GOAL
Print the rows below from the very first line through the line containing "[[[38,72],[20,70],[4,94],[2,102],[7,104],[23,104],[41,76]]]", both included, and leave the pictures out.

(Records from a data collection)
○ ○ ○ ○ ○
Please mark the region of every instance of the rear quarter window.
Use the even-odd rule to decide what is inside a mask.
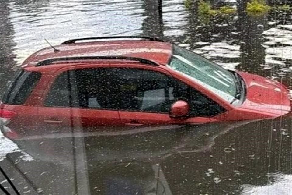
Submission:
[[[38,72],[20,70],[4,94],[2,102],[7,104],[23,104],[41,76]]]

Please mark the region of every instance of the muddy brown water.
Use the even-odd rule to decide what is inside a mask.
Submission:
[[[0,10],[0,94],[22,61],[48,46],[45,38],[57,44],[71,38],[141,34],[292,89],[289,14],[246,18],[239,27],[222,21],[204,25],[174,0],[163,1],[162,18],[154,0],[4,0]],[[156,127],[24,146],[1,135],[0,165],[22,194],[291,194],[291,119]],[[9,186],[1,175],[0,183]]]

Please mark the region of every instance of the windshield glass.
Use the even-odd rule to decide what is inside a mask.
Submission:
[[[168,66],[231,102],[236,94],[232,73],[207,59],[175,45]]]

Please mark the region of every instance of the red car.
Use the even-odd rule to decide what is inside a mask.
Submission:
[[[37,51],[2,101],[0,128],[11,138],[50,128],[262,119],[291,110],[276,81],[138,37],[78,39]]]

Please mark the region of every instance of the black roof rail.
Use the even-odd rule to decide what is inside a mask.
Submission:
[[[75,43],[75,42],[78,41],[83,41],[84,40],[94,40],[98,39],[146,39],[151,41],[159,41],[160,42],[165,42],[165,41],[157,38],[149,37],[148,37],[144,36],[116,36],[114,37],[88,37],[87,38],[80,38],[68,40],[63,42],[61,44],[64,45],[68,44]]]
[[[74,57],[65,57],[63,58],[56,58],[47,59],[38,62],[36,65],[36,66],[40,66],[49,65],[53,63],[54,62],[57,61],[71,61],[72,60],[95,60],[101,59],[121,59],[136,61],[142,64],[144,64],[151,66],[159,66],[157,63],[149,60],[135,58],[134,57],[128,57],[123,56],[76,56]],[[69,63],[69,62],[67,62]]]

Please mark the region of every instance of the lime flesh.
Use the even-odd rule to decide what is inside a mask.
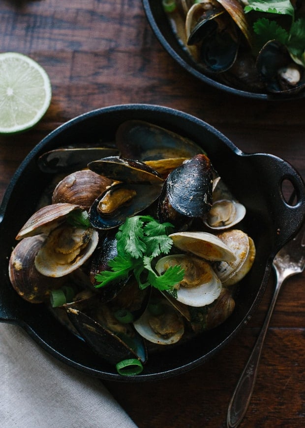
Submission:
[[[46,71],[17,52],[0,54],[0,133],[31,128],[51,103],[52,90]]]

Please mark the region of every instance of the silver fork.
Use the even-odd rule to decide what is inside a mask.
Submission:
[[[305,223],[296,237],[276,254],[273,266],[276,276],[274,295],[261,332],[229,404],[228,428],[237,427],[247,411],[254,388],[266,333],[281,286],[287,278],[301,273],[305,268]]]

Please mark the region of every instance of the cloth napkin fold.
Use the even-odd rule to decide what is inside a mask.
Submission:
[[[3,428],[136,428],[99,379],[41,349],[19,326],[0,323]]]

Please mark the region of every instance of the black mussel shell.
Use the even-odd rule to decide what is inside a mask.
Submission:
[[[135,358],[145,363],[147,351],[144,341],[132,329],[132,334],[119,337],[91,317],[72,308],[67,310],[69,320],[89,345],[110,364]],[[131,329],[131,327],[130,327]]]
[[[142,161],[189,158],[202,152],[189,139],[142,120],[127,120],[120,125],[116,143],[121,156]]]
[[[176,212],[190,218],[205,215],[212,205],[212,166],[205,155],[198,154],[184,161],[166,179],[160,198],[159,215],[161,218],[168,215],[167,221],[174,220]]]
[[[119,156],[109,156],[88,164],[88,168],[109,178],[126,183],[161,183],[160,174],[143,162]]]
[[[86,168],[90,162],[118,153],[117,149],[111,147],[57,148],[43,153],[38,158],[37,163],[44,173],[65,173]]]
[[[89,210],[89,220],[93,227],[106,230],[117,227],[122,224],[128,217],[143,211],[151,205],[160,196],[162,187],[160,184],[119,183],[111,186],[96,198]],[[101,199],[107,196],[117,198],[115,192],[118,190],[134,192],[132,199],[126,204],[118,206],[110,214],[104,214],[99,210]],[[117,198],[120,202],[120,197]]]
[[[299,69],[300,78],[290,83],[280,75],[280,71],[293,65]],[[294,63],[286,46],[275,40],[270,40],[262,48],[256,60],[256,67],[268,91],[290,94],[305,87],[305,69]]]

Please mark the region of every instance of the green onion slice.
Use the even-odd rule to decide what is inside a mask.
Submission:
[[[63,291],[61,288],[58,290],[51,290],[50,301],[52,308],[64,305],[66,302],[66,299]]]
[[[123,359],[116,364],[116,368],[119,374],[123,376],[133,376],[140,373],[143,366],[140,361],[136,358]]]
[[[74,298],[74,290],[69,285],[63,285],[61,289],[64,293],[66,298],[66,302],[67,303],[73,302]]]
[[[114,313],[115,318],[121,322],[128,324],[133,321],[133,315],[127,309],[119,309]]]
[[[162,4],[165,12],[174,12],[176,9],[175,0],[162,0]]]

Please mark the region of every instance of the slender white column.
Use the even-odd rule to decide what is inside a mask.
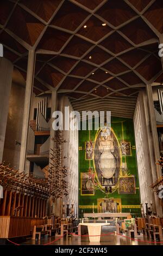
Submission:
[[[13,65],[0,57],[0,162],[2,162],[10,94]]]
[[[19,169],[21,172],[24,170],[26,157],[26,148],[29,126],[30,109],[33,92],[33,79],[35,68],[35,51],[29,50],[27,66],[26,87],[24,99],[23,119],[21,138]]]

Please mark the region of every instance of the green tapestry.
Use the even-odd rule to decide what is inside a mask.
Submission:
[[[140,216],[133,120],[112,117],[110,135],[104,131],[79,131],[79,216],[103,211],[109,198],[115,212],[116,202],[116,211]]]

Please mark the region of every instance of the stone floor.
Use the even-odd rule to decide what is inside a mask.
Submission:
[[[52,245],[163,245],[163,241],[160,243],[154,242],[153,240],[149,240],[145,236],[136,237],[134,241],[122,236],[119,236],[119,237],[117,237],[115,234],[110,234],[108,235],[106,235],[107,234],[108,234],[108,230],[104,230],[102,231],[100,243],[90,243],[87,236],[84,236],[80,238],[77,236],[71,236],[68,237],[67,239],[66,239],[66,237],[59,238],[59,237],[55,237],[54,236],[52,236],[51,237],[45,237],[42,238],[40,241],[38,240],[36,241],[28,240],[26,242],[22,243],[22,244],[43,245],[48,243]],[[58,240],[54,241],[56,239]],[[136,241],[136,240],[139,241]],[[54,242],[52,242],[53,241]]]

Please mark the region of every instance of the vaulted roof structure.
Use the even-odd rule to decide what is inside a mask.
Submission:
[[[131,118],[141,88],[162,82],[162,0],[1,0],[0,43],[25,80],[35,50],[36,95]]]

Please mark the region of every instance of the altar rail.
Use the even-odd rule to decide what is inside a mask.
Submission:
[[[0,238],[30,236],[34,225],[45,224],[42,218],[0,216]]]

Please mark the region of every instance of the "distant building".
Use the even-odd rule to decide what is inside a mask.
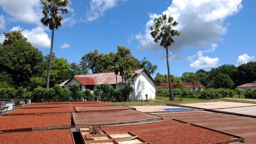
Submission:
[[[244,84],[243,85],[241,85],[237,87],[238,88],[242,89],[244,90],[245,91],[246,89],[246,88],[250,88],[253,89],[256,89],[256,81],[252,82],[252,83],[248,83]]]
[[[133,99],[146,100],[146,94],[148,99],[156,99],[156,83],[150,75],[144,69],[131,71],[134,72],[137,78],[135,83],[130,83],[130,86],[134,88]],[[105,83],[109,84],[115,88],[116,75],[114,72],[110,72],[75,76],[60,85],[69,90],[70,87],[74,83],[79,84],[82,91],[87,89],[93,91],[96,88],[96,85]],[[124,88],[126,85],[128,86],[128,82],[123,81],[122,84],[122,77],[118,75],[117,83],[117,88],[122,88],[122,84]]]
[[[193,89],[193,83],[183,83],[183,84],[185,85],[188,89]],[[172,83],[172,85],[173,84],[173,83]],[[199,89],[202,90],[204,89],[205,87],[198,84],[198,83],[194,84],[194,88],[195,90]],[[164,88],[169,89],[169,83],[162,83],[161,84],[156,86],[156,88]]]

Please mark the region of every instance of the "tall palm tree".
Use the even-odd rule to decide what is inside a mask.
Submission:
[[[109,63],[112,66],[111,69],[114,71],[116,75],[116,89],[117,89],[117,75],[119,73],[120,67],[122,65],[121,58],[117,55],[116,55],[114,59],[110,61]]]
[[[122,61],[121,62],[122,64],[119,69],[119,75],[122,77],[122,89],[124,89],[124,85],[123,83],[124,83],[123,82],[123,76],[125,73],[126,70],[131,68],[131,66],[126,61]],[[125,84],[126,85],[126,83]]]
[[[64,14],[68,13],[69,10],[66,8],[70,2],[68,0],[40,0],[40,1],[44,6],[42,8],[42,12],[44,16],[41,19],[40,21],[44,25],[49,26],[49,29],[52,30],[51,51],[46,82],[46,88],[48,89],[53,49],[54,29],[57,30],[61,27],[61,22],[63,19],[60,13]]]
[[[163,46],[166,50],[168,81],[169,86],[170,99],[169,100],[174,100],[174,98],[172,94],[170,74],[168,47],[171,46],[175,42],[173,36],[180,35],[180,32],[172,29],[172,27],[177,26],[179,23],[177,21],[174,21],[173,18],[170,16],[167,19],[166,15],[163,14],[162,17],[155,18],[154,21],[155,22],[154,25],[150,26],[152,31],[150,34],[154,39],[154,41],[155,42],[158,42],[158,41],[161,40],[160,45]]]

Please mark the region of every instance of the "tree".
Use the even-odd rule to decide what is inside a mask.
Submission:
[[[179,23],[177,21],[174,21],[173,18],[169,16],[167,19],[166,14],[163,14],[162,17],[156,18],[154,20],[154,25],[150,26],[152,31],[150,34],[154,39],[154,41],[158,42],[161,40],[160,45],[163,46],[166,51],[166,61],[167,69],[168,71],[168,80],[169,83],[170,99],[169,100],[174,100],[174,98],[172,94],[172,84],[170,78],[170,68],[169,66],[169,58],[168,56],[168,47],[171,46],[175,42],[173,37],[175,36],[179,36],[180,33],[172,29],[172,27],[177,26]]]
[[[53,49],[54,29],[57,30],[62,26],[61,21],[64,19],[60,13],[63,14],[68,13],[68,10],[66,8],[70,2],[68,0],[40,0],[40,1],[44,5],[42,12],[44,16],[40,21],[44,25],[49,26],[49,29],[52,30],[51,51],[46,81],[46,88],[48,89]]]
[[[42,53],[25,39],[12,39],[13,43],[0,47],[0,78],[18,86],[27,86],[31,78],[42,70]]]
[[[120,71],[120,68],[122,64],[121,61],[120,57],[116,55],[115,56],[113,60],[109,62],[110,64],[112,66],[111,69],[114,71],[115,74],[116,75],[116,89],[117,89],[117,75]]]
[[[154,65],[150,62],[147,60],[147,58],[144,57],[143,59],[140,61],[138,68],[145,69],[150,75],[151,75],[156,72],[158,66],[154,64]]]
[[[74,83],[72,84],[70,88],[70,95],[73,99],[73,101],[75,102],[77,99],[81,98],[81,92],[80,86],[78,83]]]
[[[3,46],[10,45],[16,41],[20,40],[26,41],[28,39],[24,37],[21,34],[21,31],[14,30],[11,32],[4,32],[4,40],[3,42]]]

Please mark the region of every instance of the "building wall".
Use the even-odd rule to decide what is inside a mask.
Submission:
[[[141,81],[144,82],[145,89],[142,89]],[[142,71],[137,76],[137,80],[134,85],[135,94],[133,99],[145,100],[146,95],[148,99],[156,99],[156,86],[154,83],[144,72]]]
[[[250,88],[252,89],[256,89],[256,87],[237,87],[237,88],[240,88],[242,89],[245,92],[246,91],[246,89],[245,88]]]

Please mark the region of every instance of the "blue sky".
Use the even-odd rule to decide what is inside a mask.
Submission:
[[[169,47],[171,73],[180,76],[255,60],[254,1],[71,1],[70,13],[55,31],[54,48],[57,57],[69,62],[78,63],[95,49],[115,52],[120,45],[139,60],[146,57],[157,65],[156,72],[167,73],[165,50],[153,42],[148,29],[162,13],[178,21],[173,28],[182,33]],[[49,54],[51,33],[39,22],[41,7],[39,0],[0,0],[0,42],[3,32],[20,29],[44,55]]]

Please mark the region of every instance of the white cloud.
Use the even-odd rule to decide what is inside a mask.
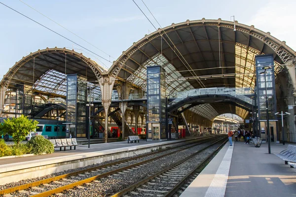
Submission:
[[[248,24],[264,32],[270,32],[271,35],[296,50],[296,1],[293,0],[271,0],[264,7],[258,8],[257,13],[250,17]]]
○ ○ ○ ○ ○
ANSWER BELOW
Please mark the region of every instance of the rear quarter window.
Use the even-odd rule to decide what is inside a mask.
Submission:
[[[38,72],[20,70],[4,94],[2,102],[7,104],[23,104],[41,76]]]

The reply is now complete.